— start Data shown —

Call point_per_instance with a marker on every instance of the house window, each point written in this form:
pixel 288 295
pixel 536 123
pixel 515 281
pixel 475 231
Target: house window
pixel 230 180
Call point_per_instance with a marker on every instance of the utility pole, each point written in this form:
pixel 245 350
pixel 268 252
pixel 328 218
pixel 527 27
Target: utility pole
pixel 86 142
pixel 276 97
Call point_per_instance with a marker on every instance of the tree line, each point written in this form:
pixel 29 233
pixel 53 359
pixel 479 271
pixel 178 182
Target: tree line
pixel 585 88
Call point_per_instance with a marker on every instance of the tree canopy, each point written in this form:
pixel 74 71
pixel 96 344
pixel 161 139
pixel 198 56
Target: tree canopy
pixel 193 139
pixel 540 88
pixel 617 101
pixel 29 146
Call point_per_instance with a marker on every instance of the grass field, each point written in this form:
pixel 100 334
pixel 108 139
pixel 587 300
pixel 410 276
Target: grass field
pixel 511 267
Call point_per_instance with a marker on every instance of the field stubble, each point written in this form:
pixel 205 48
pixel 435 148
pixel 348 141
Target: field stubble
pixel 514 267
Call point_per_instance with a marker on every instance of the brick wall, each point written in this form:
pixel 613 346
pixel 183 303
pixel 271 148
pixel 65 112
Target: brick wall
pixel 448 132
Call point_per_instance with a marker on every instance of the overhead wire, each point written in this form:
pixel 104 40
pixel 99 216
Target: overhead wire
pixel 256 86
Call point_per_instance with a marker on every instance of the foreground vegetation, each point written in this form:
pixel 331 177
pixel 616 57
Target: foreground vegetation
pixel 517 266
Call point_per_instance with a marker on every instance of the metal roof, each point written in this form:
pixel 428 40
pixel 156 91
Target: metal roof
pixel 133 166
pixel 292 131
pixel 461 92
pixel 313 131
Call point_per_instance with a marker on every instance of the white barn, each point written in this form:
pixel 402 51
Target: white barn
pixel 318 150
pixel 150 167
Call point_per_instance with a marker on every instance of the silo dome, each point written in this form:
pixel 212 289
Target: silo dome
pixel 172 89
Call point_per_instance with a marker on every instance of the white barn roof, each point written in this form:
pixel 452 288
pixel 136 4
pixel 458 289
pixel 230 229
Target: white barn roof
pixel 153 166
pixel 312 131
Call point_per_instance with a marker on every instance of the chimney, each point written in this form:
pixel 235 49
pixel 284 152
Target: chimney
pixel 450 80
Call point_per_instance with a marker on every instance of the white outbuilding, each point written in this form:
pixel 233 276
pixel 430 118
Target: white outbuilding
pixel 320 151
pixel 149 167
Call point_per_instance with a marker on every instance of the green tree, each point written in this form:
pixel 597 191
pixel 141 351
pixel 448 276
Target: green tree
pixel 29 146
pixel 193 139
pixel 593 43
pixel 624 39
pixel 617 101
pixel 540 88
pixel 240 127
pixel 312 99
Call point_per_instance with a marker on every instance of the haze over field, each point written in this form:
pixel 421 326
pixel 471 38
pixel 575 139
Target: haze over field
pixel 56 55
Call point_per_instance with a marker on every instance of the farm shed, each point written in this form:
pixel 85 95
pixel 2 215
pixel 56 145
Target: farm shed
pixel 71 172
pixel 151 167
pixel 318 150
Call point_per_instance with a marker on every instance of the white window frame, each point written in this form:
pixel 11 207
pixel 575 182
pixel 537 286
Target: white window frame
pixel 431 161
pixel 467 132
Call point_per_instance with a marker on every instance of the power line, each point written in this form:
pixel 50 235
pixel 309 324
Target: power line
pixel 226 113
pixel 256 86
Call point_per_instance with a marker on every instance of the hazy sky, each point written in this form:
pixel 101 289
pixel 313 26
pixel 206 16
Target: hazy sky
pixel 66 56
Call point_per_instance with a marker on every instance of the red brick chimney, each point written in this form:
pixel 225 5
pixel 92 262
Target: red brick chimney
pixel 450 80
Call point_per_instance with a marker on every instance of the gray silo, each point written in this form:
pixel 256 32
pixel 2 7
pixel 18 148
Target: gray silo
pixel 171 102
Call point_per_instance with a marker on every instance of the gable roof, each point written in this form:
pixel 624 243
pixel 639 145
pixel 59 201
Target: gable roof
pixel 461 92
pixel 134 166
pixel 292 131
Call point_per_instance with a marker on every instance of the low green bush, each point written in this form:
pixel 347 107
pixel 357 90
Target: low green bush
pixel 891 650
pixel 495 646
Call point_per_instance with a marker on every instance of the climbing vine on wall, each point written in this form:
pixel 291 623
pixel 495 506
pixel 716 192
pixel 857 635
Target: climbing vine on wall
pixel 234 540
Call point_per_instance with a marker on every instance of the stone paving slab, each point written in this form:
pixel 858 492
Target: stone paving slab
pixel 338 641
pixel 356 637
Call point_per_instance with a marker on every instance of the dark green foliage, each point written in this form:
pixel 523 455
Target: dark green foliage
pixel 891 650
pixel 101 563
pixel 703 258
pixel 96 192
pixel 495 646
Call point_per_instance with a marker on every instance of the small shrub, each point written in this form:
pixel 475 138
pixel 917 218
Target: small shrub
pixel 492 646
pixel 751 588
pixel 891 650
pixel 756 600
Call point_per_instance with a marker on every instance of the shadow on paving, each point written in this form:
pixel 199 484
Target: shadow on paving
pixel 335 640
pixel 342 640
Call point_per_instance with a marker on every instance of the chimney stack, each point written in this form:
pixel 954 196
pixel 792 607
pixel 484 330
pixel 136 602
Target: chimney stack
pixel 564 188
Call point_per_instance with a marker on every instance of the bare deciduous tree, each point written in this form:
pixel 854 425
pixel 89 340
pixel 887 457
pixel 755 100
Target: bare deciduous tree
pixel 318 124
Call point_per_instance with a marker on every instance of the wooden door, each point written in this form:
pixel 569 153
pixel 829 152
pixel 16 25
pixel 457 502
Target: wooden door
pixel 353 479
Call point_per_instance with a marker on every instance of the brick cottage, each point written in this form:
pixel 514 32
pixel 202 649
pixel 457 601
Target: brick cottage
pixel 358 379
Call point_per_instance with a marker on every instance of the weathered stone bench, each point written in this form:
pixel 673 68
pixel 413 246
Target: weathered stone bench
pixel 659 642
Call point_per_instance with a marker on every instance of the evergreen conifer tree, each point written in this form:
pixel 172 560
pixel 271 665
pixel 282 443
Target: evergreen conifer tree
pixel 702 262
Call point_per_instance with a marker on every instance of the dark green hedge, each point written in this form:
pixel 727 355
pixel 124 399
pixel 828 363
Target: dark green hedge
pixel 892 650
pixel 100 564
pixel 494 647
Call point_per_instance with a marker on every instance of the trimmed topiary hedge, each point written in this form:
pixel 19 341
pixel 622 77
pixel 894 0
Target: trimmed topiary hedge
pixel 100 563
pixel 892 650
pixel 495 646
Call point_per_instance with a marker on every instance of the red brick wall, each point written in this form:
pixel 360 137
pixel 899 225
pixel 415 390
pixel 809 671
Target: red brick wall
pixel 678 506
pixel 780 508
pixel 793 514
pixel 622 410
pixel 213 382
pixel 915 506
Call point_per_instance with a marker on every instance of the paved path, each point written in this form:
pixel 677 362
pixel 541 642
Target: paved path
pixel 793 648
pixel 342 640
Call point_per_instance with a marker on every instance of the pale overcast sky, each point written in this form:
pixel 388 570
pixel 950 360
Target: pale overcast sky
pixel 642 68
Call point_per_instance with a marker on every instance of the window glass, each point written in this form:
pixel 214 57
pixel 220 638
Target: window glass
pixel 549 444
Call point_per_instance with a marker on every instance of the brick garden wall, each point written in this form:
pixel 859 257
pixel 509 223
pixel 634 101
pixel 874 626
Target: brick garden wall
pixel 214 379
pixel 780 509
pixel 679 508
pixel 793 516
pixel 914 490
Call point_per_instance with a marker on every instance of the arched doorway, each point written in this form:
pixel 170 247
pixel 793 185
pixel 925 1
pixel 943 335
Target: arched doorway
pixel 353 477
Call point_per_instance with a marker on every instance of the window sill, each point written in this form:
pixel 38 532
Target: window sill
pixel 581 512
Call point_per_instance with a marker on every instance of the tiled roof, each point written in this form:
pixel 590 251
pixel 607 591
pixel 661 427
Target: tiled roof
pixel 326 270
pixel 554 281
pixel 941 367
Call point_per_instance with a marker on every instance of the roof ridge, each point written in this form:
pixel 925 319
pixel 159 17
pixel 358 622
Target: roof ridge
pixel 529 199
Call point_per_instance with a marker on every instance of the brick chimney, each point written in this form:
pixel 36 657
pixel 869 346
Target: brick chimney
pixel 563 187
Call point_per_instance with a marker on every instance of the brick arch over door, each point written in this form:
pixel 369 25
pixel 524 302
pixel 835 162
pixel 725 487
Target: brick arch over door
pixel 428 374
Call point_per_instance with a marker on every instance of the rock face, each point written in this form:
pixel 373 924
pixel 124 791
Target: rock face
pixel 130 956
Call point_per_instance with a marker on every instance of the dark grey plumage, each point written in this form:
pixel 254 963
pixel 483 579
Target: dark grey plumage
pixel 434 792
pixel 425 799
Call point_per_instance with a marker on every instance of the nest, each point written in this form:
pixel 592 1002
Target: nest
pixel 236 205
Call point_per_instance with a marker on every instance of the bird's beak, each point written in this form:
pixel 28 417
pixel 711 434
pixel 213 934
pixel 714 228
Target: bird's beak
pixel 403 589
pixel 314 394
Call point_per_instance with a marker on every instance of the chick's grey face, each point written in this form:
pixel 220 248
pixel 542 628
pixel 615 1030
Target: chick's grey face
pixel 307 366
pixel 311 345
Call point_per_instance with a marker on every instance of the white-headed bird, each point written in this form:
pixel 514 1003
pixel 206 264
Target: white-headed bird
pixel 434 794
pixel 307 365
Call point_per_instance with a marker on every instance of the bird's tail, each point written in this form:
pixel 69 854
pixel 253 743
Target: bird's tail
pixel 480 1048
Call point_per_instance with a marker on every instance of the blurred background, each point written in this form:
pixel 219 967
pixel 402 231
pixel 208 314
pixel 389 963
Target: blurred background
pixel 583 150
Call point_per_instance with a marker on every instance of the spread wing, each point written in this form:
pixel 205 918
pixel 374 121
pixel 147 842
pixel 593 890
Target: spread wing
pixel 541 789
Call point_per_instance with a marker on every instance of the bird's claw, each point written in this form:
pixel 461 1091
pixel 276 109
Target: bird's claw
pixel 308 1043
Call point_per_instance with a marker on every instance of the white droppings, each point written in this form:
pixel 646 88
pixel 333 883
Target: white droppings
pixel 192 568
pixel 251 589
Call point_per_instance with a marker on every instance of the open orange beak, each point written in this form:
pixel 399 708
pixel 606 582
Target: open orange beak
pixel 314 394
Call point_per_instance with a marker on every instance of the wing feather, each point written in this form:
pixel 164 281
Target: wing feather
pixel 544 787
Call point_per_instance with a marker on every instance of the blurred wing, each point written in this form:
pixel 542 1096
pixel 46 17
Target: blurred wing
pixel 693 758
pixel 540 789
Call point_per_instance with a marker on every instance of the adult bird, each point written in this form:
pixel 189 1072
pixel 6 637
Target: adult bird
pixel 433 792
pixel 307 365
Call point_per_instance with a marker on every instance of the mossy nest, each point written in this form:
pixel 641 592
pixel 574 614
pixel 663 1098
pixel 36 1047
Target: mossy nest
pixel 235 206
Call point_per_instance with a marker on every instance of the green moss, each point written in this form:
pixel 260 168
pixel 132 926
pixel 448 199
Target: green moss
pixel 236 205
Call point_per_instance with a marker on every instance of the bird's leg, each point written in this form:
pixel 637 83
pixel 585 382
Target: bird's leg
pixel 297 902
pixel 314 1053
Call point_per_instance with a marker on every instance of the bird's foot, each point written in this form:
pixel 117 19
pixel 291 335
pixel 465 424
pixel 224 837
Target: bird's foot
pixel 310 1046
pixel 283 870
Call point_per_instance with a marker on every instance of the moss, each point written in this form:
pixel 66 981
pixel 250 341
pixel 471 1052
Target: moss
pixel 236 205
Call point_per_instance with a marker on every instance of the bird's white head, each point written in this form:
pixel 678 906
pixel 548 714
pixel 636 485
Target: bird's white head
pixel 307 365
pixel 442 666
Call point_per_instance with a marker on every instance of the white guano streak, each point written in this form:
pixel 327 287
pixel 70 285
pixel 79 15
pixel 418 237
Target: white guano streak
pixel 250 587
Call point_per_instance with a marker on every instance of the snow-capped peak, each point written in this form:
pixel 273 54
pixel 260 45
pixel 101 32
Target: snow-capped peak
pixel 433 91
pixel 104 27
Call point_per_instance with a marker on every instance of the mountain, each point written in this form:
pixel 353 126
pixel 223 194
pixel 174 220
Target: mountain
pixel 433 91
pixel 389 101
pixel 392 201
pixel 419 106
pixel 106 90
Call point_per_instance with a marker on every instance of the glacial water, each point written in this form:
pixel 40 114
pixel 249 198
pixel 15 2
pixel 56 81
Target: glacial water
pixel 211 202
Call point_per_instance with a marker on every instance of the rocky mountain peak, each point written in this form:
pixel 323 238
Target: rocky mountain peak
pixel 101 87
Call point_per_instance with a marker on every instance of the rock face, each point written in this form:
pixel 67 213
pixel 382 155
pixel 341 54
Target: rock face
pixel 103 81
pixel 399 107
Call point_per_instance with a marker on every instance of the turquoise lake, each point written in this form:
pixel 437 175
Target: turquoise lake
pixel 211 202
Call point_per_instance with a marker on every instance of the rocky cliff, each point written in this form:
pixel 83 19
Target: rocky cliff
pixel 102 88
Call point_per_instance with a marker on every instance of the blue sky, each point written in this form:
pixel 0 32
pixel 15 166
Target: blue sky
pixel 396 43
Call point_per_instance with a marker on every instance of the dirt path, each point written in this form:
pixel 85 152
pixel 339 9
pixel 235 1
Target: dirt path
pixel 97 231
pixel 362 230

— end Data shown —

## Instructions for the task
Emit verbatim the lines running from the one with "the mountain, each" through the last line of the data, both endpoints inclusive.

## The reply
Call point_per_instance with a marker on every instance of the mountain, each point written in this form:
pixel 353 126
pixel 223 194
pixel 174 220
Target: mountain
pixel 433 91
pixel 389 101
pixel 392 201
pixel 419 106
pixel 106 90
Call point_per_instance with a marker on every instance of the glacial water, each point written in this form:
pixel 40 114
pixel 249 198
pixel 15 2
pixel 56 81
Target: glacial water
pixel 211 202
Call point_per_instance with a marker on every instance of the rocky mountain peak, each point written in this form:
pixel 323 238
Target: rocky mountain peak
pixel 101 87
Call point_per_instance with a marker on every instance of the rock face, each point written in this form:
pixel 67 213
pixel 382 155
pixel 341 54
Target: rock face
pixel 103 81
pixel 399 107
Call point_per_instance with a marker on every instance of the turquoise lake, each point written in this form:
pixel 437 175
Target: turquoise lake
pixel 211 202
Call point_per_instance with a marker on every instance of the rocky cliff, each point written in this form:
pixel 83 19
Target: rocky cliff
pixel 102 88
Call point_per_instance with a marker on every instance of the blue sky, each point written in this form:
pixel 0 32
pixel 15 166
Target: blue sky
pixel 396 43
Call point_per_instance with a marker on every instance of the dirt path, each point written in this form:
pixel 85 152
pixel 339 9
pixel 235 1
Target: dirt path
pixel 97 231
pixel 362 230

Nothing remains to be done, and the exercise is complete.